Turnip advice

Timo245

Member
Livestock Farmer
if you had 15 acres of stubble turnips and wanted to graze from November to March how many sheep would you keep on it? I know quality of turnip will make a difference but assume that they are average and would be grazing ewelamb mule crosses.
 

Agrivator

Member
An acre of stubble turnips should provide 1000 lamb days of grazing. 15 acres = 15000 lamb days.

Divide by 120 days (NOV - FEB) = 120 lambs.
 

Anymulewilldo

Member
Livestock Farmer
Location
Cheshire
100 lambs, pray it doesn’t freeze hard and bugger the tops. It’s done the 14 acre I’ve got at the back of the farm here. Bulbs fine but the tops are turning!
 

neilo

Member
Mixed Farmer
Location
Montgomeryshire
But at that, is it worth growing them?

That would depend on how long they’ve been in the ground, cost to establish, etc.

I have some turnips DD’ed in late September that won’t keep much until March, but still worth doing compared to leaving bare stubble over winter. The same output from a crop drilled in June would be a different matter of course, but I have had the benefit of a loss making Spring Barley crop in those fields too.:banghead::banghead::banghead:
 

Agrivator

Member
if you had 15 acres of stubble turnips and wanted to graze from November to March how many sheep would you keep on it? I know quality of turnip will make a difference but assume that they are average and would be grazing ewelamb mule crosses.

That works out at about 2.5 lambs per acre. Does that make economic sense? It might be more productive just to let the ground stay fallow and graze the weeds.

·····

What you need to do
1. In the turnip thread, why does neilo still consider his late-September turnips worth growing even though they won't last until March? Answer in one to three sentences.
2. Print the stretch of the turnip thread from "I have some" through "graze the weeds.".
Base your work only on the turnip thread above.

·····

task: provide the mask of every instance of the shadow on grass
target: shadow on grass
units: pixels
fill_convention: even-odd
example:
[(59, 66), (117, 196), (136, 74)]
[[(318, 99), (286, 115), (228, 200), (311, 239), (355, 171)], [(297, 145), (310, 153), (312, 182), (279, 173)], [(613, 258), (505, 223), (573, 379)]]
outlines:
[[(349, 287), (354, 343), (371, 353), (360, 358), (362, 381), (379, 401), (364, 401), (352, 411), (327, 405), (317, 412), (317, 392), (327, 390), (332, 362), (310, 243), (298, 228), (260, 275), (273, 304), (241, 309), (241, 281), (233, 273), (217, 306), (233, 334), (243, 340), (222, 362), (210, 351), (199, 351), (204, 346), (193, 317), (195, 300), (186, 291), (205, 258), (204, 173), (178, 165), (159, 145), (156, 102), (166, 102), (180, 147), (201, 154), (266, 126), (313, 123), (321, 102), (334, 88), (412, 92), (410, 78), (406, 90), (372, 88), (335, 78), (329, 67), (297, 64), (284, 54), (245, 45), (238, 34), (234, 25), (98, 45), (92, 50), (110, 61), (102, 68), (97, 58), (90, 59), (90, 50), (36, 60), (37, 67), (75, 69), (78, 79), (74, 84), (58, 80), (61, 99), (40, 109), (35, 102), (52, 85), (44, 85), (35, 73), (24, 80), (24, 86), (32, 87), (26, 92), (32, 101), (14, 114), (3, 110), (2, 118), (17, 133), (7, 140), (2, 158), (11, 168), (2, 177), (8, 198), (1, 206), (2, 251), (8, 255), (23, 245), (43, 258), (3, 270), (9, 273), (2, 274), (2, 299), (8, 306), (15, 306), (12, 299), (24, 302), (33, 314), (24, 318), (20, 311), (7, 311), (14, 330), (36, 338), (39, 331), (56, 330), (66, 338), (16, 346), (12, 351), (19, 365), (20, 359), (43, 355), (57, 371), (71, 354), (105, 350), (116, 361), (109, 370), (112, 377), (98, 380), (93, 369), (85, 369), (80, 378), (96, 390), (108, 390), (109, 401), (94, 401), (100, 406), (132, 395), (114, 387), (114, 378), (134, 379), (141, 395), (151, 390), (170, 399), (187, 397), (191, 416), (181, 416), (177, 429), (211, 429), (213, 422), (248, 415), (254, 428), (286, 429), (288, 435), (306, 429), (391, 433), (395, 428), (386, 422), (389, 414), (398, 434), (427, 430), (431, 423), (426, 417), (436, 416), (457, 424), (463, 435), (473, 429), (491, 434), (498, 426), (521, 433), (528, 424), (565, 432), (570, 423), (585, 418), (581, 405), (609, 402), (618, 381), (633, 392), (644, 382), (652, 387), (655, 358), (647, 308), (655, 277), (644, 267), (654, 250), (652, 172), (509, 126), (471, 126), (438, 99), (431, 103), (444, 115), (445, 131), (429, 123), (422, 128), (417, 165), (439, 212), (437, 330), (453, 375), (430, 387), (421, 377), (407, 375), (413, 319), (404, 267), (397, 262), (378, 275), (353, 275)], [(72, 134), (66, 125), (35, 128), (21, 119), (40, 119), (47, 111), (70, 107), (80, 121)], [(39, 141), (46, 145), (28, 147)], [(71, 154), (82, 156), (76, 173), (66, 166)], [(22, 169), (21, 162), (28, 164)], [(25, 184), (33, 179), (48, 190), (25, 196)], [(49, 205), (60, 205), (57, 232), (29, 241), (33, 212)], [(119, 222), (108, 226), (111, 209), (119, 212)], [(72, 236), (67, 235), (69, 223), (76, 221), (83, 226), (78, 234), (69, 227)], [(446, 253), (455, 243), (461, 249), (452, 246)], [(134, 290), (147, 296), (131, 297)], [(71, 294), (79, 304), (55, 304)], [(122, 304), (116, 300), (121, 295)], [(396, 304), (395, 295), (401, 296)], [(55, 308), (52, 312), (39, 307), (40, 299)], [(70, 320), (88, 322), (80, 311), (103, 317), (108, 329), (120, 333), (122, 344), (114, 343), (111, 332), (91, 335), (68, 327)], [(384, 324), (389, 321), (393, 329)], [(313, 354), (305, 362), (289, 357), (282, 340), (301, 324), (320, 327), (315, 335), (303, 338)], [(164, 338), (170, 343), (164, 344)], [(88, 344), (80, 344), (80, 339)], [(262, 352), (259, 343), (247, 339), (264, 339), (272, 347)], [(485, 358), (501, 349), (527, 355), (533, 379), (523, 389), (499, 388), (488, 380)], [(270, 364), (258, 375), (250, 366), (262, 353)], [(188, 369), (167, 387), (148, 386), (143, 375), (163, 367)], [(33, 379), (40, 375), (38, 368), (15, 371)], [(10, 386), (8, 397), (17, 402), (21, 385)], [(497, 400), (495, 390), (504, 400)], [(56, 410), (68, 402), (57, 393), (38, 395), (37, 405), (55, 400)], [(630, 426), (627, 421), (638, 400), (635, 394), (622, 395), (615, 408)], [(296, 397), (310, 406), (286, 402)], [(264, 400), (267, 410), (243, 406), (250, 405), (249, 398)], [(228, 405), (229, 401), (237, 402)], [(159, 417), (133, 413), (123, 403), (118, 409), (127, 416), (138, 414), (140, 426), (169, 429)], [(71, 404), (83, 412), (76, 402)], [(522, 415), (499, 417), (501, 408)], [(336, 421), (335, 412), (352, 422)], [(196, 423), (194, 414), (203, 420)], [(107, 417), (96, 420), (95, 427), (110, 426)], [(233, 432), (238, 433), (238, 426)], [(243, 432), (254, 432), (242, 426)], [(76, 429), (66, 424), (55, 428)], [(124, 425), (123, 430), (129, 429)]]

·····

The solutions
1. He considers them worth growing because growing them is better than leaving bare stubble over winter. He also notes that whether turnips pay depends on how long they've been in the ground and what they cost to establish.

2.
I have some turnips DD’ed in late September that won’t keep much until March, but still worth doing compared to leaving bare stubble over winter. The same output from a crop drilled in June would be a different matter of course, but I have had the benefit of a loss making Spring Barley crop in those fields too.:banghead::banghead::banghead:
 

Agrivator

Member
if you had 15 acres of stubble turnips and wanted to graze from November to March how many sheep would you keep on it? I know quality of turnip will make a difference but assume that they are average and would be grazing ewelamb mule crosses.

That works out at about 2.5 lambs per acre. Does that make economic sense? It might be more productive just to let the ground stay fallow and graze the weeds.